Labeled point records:
* * * * *
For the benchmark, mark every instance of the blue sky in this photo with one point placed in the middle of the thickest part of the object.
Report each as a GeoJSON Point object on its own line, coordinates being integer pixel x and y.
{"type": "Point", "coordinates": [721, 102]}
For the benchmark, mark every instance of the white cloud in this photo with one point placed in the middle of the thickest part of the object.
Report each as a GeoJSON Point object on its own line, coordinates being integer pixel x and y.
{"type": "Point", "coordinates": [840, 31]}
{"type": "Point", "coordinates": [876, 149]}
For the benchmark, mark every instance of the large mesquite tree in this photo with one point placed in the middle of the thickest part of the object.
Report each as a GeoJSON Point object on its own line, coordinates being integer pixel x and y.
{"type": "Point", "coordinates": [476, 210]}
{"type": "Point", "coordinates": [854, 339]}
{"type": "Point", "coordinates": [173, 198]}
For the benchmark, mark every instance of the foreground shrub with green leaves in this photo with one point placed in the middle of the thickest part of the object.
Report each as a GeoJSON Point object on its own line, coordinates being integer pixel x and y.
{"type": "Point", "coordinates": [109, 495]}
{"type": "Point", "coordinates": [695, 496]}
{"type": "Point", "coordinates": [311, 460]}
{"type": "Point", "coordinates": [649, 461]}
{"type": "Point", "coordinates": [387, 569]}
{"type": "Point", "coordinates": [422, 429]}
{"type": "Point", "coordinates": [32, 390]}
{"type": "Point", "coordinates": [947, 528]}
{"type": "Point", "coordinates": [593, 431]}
* * * * *
Exercise task: Reproduce the part of the material that opens with the line containing "For the benchmark, mark every instance of the foreground" and runs through the end of the material, substituting "bush" for "shrub" and changing nothing else.

Answer to this problem:
For the benchmark, mark every instance of the foreground bush with green leaves in this photo with one point placed in the middle of the thickest part of the object.
Report each as a GeoJSON Point object on its own line, coordinates being integer pixel x and y.
{"type": "Point", "coordinates": [109, 495]}
{"type": "Point", "coordinates": [695, 496]}
{"type": "Point", "coordinates": [311, 460]}
{"type": "Point", "coordinates": [649, 461]}
{"type": "Point", "coordinates": [387, 569]}
{"type": "Point", "coordinates": [422, 429]}
{"type": "Point", "coordinates": [32, 390]}
{"type": "Point", "coordinates": [947, 528]}
{"type": "Point", "coordinates": [593, 431]}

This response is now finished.